- _What is expected_
Rewrite the listing below as a numbered list with blank lines dropped, beginning at the line that contains "Tag the pale" and continuing through the last line of the listing.

- _Material provided_
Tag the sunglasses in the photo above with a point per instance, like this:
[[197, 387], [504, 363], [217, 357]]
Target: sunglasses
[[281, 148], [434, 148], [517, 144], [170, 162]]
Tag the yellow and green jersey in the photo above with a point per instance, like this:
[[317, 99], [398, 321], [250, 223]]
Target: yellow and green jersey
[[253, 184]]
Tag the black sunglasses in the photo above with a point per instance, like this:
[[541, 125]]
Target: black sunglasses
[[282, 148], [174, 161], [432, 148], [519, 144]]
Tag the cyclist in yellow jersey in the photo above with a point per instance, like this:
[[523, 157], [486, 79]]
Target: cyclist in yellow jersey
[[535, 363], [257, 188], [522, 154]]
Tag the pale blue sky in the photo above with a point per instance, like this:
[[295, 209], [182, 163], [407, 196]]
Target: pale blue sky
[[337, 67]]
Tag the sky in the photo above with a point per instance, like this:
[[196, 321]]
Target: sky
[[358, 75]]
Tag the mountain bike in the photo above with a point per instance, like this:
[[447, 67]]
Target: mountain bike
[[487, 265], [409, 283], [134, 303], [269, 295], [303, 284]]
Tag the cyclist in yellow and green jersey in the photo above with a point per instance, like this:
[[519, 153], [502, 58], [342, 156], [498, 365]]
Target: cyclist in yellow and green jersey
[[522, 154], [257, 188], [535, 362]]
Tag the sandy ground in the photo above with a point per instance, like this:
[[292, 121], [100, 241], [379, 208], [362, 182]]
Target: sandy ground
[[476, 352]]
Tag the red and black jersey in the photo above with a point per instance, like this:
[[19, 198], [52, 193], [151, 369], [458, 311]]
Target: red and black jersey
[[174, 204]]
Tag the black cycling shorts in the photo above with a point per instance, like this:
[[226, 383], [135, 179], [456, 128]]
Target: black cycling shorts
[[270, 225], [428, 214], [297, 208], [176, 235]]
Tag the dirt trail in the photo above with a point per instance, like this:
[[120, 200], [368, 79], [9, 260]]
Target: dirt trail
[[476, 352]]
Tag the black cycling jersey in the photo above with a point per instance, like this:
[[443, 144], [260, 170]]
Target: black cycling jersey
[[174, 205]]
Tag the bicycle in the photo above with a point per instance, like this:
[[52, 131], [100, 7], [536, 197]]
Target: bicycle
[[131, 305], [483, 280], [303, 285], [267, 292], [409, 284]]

- _Task response_
1. Tag the pale blue sky in the photo above with a point per instance, like this:
2. [[295, 209], [182, 163], [407, 196]]
3. Target: pale blue sky
4. [[337, 67]]
5. Tag the sky in the photo above with a point per instance, like this:
6. [[196, 321]]
7. Target: sky
8. [[358, 75]]
9. Tag the mountain bike in the photo above with a point per instance, like this:
10. [[447, 67]]
11. Target: mountain bike
12. [[487, 265], [409, 283], [134, 303], [269, 295], [303, 284]]
13. Tag the cyclist in yellow and green jersey in the photo above with a point per instance, like this:
14. [[519, 153], [502, 58], [342, 156], [498, 365]]
15. Target: cyclist in yellow and green jersey
16. [[522, 154], [257, 188], [535, 362]]
17. Tag the sandy ground in the photo above with a point per instance, like this:
18. [[292, 121], [100, 241], [379, 208], [362, 182]]
19. Target: sandy ground
20. [[476, 352]]
21. Tag the red and black jersey in the photo above with a point per instance, like this:
22. [[19, 198], [52, 193], [151, 369], [458, 311]]
23. Target: red and black jersey
24. [[174, 204]]
25. Tag the black cycling shorts in the photo above with a point per instance, like this:
26. [[226, 383], [135, 179], [456, 128]]
27. Target: black cycling shorts
28. [[270, 225], [428, 214], [297, 208], [176, 235]]
29. Tag the dirt trail in the photo above with a point per instance, like this:
30. [[120, 200], [368, 79], [9, 260]]
31. Target: dirt trail
32. [[476, 352]]
33. Tag the black cycling jersey in the photo above with a point per instance, like this:
34. [[443, 144], [260, 170]]
35. Target: black cycling jersey
36. [[174, 205]]
37. Tag the bicycle in the photo above with a point per instance, like this:
38. [[52, 131], [100, 7], [536, 197]]
39. Target: bicycle
40. [[131, 305], [483, 280], [303, 285], [267, 292], [409, 284]]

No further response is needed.